*** GIVEN TEXT ***

First the good. Several experiments on human subjects have shown that Asians and Westerners at a very basic level have biases in perception and categorization. Some experiments on human subjects even show that these differences are, surprise, a bit situational. I have lived in Japan for nine years, and I have noticed several of these things myself. So it was rather refreshing to see experimental data that actually objectifies a lot of these differences. I do think people are often unaware of just how different even a simple picture might look to someone from a different culture. As descriptions of these experiments take up a large part of the book, it certainly might be worthwhile to purchase the book merely to read about them. However, one caution I must add is that Nisbett preludes every experiment's reported result with an "as expected" or an "as anticipated." Nisbett seems content to try and find tests that support his views, but one is forced to wonder how hard he tried to falsify them. A subtle but important difference.
Now, for the bad. If Nisbett had stuck to his interesting and fascinating experiments on human subjects, this book might have made for some interesting reading. Instead, his aims are much larger. He wants to show that, "Each of these orientations -- the Western and the Eastern -- is a self-reinforcing, homeostatic system. The social practices promote the worldviews: the worldviews dictate the appropriate thought processes; and the thought processes both justify the world views and support the social practices. Understanding these homeostatic systems has implications for grasping the fundamental nature of the mind, for beliefs about how we ought ideally to reason, and for appropriate education strategies for different peoples." There is so much philosophical absurdity packed into this phrase it's hard to unpack it all, but it spills out all over the book making it disconnected and confused at times. What would it mean to understand how we "ideally ought to reason." If we "ideally" knew how to reason we could shut off all debate. Where is Karl Popper when you need him? Think about it. If there is an ideal way to reason, then all future debate is shut off immediately. There's no reason to argue or debate about anything, merely turn the levers and use the "ideal" reasoning principles. Where's Kurt Godel when you need him? Another thing Nisbett might want to ask himself is this, how does he escape his own homeostatic system? After all, if the system determined his beliefs about the system then how do we know they are true at all, and not just products of the system itself?
Given this fundamentally flawed thesis, and his attempt to take some very narrow experiments on human subjects and basically roam sloppily over virtually any area he chooses, ranging from philosophy to history to culture, we get a phantasmagoria of stereotypes and confusions. Nisbett's biases are clear, he favors the Western system, after all, the entire approach of the book is mostly logical and argumentative. Yet, Nisbett wants to alternate between putting on his homeostatic-system-hat-for-Asians and his homeostatic-system-hat-for-Westerners as he compares the two with complete relativistic glee. He states: "Medicine in the West retains the analytic, object-oriented, and interventionist approaches that were common thousands of years ago: Find the offending part or humour and remove or alter it. Medicine in the East is far more holistic and has never until modern times been in the least inclined towards surgery or other heroic interventions." What's he got against Western medicine? He thinks that removing the offending humour is the same as modern surgery? He claims he isn't a relativist, and that's right. He's just confused.

*** MATERIAL PROVIDED ***

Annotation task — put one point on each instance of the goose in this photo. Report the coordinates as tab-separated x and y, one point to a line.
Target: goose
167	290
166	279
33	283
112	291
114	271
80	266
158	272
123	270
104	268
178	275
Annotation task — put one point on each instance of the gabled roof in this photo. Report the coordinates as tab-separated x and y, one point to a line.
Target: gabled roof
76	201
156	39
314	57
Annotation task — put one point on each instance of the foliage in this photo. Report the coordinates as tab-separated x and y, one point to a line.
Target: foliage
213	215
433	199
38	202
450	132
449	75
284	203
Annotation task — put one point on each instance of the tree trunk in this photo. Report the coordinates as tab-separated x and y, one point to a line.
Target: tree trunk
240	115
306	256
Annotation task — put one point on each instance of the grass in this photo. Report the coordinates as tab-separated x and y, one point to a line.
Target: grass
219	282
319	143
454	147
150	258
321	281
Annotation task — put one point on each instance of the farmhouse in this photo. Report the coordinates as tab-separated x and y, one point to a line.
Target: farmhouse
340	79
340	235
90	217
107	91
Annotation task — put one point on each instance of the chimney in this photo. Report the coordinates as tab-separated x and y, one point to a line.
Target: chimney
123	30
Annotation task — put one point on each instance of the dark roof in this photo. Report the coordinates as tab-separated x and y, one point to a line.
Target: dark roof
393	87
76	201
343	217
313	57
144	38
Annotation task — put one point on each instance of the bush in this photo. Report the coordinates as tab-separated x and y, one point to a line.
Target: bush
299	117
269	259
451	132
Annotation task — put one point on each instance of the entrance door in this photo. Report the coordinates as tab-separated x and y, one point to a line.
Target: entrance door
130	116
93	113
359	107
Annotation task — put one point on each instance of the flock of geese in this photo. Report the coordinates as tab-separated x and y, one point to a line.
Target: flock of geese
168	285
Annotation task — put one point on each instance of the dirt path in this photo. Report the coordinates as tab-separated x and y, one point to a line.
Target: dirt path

***

**EXERCISE 1**
According to the review of Nisbett's book, how long has the reviewer lived in Japan?
**EXERCISE 2**
Extend the review of Nisbett's book, picking up right after its final sentence.

**FINAL ANSWER 1**
Nine years.

**FINAL ANSWER 2**
There's a lot going on in Japan, where I live, worthy of interest and study. There is a serious problem, though, with critical thinking in Japan. After all, there is a lot of authoritarianism in Japan, just as there is throughout Asia. People in Japan need to learn to express their opinion and they aren't learning how to do that enough. (For that matter they could do a better job in America as well!). The former Japanese ambassador to the UN Yoshio Hatano once said, "Study should not be memorizing what our teachers teach us but learning how to think on our own. And what many Japanese need is to be able to clearly express and advocate their own opinions, even if these might be "minority opinions."" He said this in reference to the fact that many Japanese can't argue their opinions. Nisbet reduces issues like this to : "Is it a form of "colonialism" to demand that they [Asians] perform verbally and share their thoughts with their classmates?" Give me a break! With Nisbett's confused homeostatic-system-causes-beliefs model he just muddles his way through a host of important ethical issues spreading more confusion than enlightenment.
All in all, I would say Nisbett's problem is too much looking for ideal methods of reasoning and too little Karl Popper. In _Objective Knowledge_ Popper states, "An observation always presupposes the existence of some system of expectations." Basically Nisbett's whole program revolves around giving Asians and Westerners vague commands like "observe" or "choose" and then seeing how their expectations or preconceptions influenced them. This is interesting, but it doesn't tell us much we didn't already know. People from different cultures have different preconceptions. According to Popper we all have preconceptions and it's trying to improve them and get a little closer to the truth that is important. Is this a Western approach? Is this an Eastern approach? Is that all that matters?
I do recommend people interested in Asia check out some of these experiments on human subjects, they are interesting and worth reading about. Nevertheless, I can hardly recommend this book in clean and clear conscience. It's just too ugly.